◆ 任务要求 ◆
把下面的全部数据逐行转换成编号列表，空行不计入。答案里不要保留图片。

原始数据
"""

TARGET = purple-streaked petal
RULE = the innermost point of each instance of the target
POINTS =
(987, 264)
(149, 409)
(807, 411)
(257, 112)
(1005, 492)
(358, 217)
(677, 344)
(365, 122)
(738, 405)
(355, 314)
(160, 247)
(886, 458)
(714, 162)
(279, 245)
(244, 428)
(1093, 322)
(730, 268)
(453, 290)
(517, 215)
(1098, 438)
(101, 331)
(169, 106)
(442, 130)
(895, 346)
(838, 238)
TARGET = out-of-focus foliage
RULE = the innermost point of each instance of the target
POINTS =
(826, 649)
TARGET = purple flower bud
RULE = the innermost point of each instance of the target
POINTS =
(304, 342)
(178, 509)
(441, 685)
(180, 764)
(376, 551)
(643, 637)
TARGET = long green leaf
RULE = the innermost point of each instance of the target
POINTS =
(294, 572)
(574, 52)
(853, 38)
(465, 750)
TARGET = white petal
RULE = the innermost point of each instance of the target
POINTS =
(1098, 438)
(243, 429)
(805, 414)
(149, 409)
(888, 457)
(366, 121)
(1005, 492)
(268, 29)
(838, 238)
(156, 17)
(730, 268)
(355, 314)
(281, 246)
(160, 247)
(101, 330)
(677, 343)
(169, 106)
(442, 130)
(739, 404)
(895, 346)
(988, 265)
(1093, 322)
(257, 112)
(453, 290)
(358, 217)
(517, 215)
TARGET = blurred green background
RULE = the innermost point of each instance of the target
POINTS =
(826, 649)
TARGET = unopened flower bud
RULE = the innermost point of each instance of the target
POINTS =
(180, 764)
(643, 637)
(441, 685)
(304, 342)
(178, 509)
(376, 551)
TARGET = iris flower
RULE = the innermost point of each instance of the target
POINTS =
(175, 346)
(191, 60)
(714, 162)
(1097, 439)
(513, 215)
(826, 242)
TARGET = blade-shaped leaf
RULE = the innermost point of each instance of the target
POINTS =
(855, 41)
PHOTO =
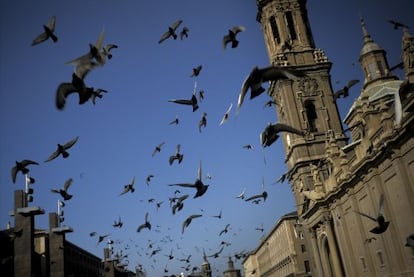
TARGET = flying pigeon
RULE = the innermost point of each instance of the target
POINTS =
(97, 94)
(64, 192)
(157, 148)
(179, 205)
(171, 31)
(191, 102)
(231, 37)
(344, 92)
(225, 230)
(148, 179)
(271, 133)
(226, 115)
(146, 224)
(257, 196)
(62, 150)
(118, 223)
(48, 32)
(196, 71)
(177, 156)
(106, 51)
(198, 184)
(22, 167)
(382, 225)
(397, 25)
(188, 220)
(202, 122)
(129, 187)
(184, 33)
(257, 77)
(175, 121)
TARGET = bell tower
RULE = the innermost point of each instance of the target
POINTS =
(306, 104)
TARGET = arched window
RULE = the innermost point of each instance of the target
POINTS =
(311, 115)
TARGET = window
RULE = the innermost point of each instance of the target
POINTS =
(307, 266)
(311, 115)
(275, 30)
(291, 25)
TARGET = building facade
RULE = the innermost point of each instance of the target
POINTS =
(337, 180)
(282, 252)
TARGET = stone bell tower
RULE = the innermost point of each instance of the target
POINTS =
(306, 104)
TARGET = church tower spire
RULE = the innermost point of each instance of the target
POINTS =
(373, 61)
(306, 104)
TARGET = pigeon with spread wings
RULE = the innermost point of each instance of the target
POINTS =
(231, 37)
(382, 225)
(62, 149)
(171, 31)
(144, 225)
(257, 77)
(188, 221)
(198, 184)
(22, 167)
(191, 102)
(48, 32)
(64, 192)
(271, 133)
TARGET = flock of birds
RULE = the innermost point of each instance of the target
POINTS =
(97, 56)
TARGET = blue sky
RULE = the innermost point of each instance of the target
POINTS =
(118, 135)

"""

◆ 参考解答 ◆
1. TARGET = purple-streaked petal
2. RULE = the innermost point of each instance of the target
3. POINTS =
4. (987, 264)
5. (149, 409)
6. (807, 411)
7. (257, 112)
8. (1005, 492)
9. (358, 217)
10. (677, 344)
11. (365, 122)
12. (738, 405)
13. (355, 314)
14. (160, 247)
15. (886, 458)
16. (714, 162)
17. (279, 245)
18. (244, 428)
19. (1093, 322)
20. (730, 268)
21. (453, 290)
22. (517, 215)
23. (1098, 438)
24. (101, 331)
25. (169, 106)
26. (442, 130)
27. (895, 346)
28. (838, 238)
29. TARGET = out-of-focus foliage
30. RULE = the innermost point of each instance of the target
31. POINTS =
32. (826, 649)
33. TARGET = purple flower bud
34. RULE = the innermost point of each instance of the target
35. POINTS =
36. (304, 342)
37. (178, 509)
38. (441, 685)
39. (180, 764)
40. (376, 551)
41. (643, 637)
42. TARGET = long green leaf
43. RULE = the innermost point of each instance of the target
44. POINTS =
45. (294, 572)
46. (574, 52)
47. (853, 38)
48. (465, 750)
49. TARGET = white petal
50. RULE = the innermost point of each instance of the target
51. POINTS =
52. (1098, 438)
53. (243, 429)
54. (805, 414)
55. (149, 409)
56. (888, 457)
57. (366, 121)
58. (1005, 492)
59. (268, 29)
60. (838, 238)
61. (156, 17)
62. (730, 268)
63. (355, 314)
64. (281, 246)
65. (160, 247)
66. (101, 330)
67. (677, 343)
68. (169, 106)
69. (442, 130)
70. (739, 404)
71. (895, 346)
72. (988, 265)
73. (1093, 322)
74. (257, 112)
75. (453, 290)
76. (358, 217)
77. (517, 215)
78. TARGET = blurred green background
79. RULE = the innermost point of each instance of the target
80. POINTS =
81. (826, 649)
82. TARGET = unopened flower bud
83. RULE = the innermost point of each instance of the target
84. POINTS =
85. (180, 764)
86. (643, 637)
87. (441, 685)
88. (304, 342)
89. (178, 509)
90. (376, 551)
91. TARGET = iris flower
92. RULE = the innermost point of each instance of the target
93. POINTS =
94. (175, 346)
95. (191, 60)
96. (714, 162)
97. (1097, 439)
98. (513, 215)
99. (826, 242)
100. TARGET = blade-shaped leaf
101. RULE = the innermost point of each instance of the target
102. POINTS =
103. (855, 41)
104. PHOTO =
105. TARGET = flying pigeon
106. RULE = the innermost point of each instance of the target
107. POINTS =
108. (97, 94)
109. (64, 192)
110. (157, 148)
111. (179, 205)
112. (171, 31)
113. (191, 102)
114. (231, 37)
115. (344, 92)
116. (225, 230)
117. (148, 179)
118. (271, 133)
119. (226, 115)
120. (146, 224)
121. (257, 196)
122. (62, 150)
123. (118, 223)
124. (48, 32)
125. (196, 71)
126. (177, 156)
127. (106, 51)
128. (198, 184)
129. (22, 167)
130. (382, 225)
131. (397, 25)
132. (188, 220)
133. (202, 122)
134. (129, 187)
135. (184, 33)
136. (257, 77)
137. (175, 121)
138. TARGET = bell tower
139. RULE = the innermost point of each instance of the target
140. POINTS =
141. (306, 104)
142. TARGET = arched window
143. RULE = the innermost point of each instance of the target
144. POINTS =
145. (311, 115)
146. TARGET = window
147. RULE = the innermost point of each instance of the target
148. POINTS =
149. (307, 266)
150. (311, 115)
151. (275, 30)
152. (291, 25)
153. TARGET = building facade
154. RULE = the innermost point of each instance of the target
155. POINTS =
156. (337, 180)
157. (282, 252)
158. TARGET = stone bell tower
159. RULE = the innermost point of each instance of the target
160. POINTS =
161. (306, 104)
162. TARGET = church tower spire
163. RULE = the innermost point of each instance of the target
164. POINTS =
165. (373, 61)
166. (306, 104)
167. TARGET = pigeon with spread wings
168. RULE = the innermost point of each instance of the target
169. POINTS =
170. (231, 37)
171. (382, 225)
172. (62, 149)
173. (171, 31)
174. (144, 225)
175. (257, 77)
176. (188, 221)
177. (198, 184)
178. (22, 167)
179. (191, 102)
180. (48, 32)
181. (64, 192)
182. (271, 133)
183. TARGET = flock of birds
184. RULE = the innermost point of each instance of the target
185. POINTS =
186. (97, 56)
187. TARGET = blue sky
188. RULE = the innermost point of each instance of the target
189. POINTS =
190. (118, 135)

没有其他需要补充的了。